• _Goal of the exercise_:
Put the following lines into a numbered list and leave out any blank lines.

——————————

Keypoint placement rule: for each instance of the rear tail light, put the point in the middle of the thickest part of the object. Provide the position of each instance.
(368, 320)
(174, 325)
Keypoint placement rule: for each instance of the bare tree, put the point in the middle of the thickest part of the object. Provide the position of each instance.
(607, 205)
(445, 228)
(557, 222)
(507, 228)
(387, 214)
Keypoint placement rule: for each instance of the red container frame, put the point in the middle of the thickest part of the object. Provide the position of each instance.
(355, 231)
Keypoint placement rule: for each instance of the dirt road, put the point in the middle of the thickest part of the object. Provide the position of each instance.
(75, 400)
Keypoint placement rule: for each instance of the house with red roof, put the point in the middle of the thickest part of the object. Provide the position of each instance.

——————————

• _Finished exercise_:
1. Keypoint placement rule: for each instance of the rear tail light, put the point in the middle of the thickest part of the object. Provide the position of each instance.
2. (368, 320)
3. (174, 325)
4. Keypoint placement rule: for each instance of the bare tree, put the point in the middle of the thickest part of the object. Provide the position of each instance.
5. (607, 205)
6. (445, 228)
7. (557, 222)
8. (507, 228)
9. (387, 214)
10. Keypoint placement rule: for each instance of the red container frame, put the point in the middle of the thickest part of the object. Provide the position of each instance.
11. (355, 231)
12. Keypoint placement rule: for each instance of the dirt road, put the point in the middle of the thickest part of the object. Provide the position of each instance.
13. (75, 400)
14. Keypoint placement rule: for each instance of the house with red roof, put the point in the middle of the thickest part of the object. Provide the position of each instance.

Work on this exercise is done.